- **Exercise aim**: Give back an exact copy of the lines in the records below, from the line that has "Target: calculator display" through the line that has "For the audit set, annotate each instance of the bare", and nothing besides.

◆ ◆ ◆

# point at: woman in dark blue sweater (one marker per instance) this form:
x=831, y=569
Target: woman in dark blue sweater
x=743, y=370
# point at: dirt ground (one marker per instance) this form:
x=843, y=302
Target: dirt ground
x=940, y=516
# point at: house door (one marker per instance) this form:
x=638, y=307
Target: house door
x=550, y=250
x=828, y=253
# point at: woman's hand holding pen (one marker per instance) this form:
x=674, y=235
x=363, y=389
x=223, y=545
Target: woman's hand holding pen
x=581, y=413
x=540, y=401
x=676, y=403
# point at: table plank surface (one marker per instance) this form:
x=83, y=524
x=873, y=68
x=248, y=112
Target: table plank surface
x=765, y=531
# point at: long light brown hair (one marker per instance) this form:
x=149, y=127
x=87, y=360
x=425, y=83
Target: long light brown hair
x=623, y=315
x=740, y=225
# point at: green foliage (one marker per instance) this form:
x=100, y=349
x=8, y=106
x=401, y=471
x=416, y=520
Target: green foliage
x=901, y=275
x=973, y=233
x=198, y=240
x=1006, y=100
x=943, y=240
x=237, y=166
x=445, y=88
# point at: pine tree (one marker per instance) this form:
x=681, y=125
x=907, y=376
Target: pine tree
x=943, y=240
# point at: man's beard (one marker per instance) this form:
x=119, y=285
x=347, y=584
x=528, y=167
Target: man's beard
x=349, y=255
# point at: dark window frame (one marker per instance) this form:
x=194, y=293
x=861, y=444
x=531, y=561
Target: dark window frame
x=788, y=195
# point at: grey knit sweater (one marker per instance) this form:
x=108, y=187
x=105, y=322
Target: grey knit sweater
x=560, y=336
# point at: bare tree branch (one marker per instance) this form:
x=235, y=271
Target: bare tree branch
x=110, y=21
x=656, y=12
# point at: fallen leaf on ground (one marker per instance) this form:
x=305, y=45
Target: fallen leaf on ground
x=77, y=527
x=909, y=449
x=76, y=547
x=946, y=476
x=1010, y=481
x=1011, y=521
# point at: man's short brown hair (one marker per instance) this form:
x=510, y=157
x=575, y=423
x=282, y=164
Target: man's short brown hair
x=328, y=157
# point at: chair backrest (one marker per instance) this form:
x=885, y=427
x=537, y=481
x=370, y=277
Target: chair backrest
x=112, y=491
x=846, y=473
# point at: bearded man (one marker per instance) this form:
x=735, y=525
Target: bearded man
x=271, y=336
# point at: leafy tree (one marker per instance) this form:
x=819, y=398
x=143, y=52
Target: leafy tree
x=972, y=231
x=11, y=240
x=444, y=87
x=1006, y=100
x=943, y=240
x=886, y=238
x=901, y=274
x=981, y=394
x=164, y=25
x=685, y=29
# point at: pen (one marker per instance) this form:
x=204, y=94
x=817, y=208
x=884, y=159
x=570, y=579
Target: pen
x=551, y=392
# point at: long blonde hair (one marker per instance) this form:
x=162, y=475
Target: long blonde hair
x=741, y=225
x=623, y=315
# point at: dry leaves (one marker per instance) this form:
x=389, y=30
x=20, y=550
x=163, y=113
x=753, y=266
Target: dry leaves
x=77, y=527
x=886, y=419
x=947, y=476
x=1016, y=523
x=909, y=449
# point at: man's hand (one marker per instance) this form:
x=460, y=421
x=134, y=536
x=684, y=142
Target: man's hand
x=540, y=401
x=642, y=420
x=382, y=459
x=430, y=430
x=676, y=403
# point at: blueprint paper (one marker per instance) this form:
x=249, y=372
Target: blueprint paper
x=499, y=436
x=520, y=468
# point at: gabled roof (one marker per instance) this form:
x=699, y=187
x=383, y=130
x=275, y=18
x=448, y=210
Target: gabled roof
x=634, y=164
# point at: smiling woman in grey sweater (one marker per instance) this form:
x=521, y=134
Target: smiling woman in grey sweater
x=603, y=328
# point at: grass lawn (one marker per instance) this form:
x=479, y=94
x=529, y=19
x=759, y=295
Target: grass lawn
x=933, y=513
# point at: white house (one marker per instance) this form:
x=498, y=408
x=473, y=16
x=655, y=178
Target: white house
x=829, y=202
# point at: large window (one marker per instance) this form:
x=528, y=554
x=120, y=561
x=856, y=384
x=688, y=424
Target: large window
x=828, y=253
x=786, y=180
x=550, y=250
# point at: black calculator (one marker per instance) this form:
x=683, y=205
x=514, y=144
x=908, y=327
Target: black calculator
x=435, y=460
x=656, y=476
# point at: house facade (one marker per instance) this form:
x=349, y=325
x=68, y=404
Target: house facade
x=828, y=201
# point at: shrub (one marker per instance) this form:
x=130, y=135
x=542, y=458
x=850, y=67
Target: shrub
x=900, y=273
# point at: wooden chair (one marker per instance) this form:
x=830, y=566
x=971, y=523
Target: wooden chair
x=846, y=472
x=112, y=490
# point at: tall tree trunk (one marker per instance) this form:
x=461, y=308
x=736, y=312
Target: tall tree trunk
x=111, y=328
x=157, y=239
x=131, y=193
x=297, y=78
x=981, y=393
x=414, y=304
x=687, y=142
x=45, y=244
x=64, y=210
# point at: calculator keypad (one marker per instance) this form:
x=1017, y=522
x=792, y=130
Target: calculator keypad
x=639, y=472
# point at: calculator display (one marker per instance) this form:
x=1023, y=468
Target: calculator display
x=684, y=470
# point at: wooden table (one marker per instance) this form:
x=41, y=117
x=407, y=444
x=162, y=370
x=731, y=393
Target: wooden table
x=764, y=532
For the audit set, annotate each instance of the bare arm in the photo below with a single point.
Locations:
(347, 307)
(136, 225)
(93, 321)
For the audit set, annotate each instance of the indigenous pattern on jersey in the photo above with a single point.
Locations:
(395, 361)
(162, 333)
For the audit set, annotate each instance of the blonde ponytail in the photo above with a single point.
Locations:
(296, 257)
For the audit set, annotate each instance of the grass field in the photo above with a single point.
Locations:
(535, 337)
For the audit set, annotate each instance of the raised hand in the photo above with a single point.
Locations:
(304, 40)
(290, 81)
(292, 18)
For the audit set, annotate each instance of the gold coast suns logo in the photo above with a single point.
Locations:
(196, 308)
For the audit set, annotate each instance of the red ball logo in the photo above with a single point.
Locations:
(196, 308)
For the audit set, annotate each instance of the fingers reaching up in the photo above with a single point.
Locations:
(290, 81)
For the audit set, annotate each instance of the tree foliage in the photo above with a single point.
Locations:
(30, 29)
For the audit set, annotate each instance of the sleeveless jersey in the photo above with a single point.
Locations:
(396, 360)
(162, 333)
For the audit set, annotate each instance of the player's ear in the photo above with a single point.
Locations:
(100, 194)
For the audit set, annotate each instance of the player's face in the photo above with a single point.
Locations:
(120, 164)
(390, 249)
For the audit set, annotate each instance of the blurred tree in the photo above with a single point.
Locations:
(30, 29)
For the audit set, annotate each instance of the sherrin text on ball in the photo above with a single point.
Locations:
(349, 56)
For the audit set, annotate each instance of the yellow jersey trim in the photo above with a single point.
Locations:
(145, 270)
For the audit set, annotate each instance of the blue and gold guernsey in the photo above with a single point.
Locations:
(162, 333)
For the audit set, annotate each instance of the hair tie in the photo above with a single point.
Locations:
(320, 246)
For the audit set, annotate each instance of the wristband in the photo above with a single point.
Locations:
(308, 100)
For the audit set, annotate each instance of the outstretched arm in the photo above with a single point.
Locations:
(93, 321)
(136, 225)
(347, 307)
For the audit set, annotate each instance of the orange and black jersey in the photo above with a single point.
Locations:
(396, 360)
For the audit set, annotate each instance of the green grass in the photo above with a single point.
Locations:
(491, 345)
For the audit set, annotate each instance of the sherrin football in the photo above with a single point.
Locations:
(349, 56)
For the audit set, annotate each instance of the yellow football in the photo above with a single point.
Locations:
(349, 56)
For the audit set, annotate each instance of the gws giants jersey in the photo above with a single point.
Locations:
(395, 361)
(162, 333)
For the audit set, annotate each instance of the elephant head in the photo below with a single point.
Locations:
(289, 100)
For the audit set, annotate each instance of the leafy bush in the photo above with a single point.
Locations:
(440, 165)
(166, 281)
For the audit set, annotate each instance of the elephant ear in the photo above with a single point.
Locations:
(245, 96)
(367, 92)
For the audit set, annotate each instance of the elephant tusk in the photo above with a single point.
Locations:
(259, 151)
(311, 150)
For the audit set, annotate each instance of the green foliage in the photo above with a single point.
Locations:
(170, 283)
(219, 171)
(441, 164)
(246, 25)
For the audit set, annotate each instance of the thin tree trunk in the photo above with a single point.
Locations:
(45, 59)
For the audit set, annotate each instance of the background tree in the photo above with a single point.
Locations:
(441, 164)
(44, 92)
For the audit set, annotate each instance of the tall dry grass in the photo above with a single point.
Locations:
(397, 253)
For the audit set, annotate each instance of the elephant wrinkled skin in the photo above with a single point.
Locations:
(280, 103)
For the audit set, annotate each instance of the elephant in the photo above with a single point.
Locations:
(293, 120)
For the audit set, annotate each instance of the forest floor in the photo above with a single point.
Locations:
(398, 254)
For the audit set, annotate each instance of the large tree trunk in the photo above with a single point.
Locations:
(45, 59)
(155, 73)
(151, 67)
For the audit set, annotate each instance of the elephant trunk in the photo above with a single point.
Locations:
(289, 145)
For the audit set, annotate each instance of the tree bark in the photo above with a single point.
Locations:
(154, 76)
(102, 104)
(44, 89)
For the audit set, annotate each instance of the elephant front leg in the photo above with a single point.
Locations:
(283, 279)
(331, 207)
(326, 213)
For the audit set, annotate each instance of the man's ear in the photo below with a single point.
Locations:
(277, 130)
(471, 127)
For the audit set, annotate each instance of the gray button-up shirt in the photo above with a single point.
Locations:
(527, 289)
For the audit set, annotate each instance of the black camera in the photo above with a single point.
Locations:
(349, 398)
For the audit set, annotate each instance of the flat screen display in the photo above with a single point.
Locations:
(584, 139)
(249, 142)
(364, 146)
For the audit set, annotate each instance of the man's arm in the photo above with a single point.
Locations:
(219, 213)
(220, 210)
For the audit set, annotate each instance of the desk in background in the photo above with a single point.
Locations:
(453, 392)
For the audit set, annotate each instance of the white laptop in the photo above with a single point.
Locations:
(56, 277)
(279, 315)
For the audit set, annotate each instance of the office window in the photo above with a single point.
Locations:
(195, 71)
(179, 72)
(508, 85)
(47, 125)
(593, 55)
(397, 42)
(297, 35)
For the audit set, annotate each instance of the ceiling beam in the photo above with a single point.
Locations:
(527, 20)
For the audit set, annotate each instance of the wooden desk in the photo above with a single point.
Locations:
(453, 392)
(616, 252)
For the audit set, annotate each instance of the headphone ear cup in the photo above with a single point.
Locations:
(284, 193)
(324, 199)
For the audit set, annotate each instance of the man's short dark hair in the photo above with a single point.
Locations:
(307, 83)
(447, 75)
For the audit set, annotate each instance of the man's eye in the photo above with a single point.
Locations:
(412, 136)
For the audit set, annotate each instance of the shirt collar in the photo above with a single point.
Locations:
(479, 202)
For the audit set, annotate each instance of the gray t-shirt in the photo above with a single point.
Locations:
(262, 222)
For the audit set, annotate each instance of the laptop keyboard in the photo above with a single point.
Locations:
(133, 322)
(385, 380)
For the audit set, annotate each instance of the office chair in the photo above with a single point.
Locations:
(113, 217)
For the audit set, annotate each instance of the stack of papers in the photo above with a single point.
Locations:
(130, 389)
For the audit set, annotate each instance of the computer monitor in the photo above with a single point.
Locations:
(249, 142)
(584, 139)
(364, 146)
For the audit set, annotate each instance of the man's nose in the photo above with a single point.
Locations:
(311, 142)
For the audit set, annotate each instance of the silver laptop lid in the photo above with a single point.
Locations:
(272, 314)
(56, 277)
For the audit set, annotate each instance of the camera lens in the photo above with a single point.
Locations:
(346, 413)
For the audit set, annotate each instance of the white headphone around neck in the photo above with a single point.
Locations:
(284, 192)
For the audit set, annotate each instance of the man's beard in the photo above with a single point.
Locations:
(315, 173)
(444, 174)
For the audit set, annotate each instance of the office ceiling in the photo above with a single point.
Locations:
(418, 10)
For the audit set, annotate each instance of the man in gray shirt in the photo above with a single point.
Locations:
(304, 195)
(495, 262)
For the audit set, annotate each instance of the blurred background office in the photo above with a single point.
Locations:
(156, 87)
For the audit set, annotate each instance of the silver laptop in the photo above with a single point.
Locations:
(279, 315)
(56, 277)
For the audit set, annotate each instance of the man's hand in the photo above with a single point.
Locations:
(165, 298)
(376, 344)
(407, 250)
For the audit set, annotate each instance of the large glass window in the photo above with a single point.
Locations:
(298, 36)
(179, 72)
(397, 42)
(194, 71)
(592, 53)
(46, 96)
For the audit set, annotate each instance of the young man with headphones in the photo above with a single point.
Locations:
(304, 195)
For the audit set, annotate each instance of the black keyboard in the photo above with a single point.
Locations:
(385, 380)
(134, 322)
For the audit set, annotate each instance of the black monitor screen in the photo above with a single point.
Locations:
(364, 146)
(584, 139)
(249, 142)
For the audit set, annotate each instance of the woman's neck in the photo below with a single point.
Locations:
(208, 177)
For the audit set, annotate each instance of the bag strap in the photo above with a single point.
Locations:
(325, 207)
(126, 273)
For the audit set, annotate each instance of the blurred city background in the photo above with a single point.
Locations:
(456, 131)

◆ ◆ ◆

- **Answer for this exercise**:
Target: calculator display
x=684, y=470
# point at: wooden table (one marker per instance) this form:
x=41, y=117
x=407, y=444
x=162, y=370
x=731, y=393
Target: wooden table
x=764, y=532
For the audit set, annotate each instance of the bare arm in the photo below with a single point.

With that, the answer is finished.